### The request
Locate the line with "TARGET = man's eyebrow" in the material. Copy that line and each one after it, through the last, exactly and with nothing else.

### Data lines
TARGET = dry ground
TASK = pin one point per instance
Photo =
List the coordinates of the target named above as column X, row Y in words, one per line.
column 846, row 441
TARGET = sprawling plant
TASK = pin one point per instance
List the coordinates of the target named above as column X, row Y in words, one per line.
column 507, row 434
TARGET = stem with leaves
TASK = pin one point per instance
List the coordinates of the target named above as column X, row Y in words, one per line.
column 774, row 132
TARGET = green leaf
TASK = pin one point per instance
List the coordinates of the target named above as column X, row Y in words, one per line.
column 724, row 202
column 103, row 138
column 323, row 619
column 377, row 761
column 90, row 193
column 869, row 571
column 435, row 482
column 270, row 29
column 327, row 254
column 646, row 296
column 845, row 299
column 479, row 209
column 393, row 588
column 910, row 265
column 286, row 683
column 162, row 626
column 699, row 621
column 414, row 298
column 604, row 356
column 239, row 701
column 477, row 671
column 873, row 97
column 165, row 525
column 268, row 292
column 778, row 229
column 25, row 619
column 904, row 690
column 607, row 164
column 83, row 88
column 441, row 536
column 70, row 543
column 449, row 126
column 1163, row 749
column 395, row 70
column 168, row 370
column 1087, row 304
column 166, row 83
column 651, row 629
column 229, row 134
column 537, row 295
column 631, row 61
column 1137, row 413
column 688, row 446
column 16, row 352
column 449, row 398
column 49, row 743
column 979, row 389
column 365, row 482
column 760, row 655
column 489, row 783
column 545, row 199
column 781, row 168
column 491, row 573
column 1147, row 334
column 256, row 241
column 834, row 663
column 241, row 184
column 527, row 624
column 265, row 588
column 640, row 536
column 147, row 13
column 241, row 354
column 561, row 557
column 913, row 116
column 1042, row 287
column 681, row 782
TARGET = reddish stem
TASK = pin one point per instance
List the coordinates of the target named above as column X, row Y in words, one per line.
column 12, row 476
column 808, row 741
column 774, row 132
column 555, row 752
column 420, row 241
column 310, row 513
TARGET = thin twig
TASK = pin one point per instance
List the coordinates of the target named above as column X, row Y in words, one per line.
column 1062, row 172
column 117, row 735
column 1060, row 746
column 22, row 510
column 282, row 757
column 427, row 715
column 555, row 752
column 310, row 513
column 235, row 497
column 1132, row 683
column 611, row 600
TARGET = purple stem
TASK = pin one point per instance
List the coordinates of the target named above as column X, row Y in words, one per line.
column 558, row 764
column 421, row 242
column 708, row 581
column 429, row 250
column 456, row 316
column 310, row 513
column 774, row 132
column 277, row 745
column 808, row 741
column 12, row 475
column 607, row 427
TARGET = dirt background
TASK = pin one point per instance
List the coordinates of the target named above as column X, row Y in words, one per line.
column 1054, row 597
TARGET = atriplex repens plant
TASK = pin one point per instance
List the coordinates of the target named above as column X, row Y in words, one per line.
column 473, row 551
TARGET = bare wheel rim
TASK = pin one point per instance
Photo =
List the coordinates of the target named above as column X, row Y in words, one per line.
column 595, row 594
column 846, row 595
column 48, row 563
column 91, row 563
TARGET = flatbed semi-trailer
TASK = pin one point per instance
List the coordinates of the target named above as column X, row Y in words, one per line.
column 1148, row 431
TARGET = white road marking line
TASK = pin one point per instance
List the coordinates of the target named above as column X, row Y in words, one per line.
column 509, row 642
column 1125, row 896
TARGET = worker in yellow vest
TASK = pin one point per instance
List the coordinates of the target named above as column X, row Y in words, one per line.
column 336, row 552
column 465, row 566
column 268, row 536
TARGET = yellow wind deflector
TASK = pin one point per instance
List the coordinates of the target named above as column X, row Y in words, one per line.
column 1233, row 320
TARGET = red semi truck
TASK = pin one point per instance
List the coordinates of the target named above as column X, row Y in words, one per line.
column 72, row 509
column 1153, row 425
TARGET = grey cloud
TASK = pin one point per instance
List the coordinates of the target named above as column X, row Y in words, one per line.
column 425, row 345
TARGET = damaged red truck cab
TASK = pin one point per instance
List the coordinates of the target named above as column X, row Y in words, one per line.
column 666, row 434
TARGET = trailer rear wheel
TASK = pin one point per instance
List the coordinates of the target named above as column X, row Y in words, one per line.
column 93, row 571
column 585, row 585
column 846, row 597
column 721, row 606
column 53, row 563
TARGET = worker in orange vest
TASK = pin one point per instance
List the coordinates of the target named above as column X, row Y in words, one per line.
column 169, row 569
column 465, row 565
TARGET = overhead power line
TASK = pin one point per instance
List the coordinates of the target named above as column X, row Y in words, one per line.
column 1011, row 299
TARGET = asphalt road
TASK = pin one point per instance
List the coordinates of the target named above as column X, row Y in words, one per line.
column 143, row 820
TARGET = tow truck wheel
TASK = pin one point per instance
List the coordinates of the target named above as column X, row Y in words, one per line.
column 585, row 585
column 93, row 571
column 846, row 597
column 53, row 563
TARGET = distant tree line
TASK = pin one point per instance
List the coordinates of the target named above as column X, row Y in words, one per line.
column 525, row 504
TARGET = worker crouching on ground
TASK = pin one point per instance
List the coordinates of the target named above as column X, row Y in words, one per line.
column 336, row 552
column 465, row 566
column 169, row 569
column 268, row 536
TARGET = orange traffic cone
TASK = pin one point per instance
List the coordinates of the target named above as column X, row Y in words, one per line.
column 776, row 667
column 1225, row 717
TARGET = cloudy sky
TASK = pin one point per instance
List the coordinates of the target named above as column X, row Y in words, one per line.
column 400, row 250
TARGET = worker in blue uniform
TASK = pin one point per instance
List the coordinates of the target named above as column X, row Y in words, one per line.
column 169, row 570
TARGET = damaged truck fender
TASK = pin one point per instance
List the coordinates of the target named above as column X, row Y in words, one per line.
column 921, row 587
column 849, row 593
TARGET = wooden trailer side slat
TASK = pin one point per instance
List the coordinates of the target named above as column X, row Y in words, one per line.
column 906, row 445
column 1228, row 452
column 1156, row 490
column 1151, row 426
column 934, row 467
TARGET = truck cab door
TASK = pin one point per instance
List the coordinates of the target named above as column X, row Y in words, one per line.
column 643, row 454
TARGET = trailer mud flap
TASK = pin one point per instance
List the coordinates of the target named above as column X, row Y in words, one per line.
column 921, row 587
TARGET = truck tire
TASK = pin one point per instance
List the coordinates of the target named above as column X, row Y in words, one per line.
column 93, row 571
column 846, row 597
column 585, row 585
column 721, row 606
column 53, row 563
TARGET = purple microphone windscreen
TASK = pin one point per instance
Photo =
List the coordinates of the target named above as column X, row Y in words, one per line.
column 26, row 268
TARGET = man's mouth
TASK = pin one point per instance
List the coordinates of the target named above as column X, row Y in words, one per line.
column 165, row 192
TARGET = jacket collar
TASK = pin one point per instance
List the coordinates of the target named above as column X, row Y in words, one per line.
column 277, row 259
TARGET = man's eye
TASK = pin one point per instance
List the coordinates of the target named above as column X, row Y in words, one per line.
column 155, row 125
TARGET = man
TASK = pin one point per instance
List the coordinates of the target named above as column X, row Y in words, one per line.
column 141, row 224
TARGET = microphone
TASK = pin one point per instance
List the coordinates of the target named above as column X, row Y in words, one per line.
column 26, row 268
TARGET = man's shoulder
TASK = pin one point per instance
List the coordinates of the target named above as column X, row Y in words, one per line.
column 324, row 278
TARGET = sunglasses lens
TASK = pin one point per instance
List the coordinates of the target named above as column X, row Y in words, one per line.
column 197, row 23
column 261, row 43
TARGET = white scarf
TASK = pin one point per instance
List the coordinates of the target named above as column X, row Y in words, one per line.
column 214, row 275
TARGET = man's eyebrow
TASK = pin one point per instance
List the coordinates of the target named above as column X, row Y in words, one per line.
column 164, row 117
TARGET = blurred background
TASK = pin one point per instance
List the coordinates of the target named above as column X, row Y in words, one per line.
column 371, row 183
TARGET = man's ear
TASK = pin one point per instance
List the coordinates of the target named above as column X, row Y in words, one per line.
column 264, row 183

### Final result
TARGET = man's eyebrow
TASK = pin one point per instance
List the coordinates of the target named above as column X, row Y in words, one per line.
column 164, row 117
TARGET = blurred background
TASK = pin one point per instance
List the coordinates of the target named above as column X, row Y in words, one per line.
column 371, row 183
TARGET = man's ear
TASK = pin one point per instance
List the coordinates of the target named above as column X, row Y in words, one per line.
column 264, row 183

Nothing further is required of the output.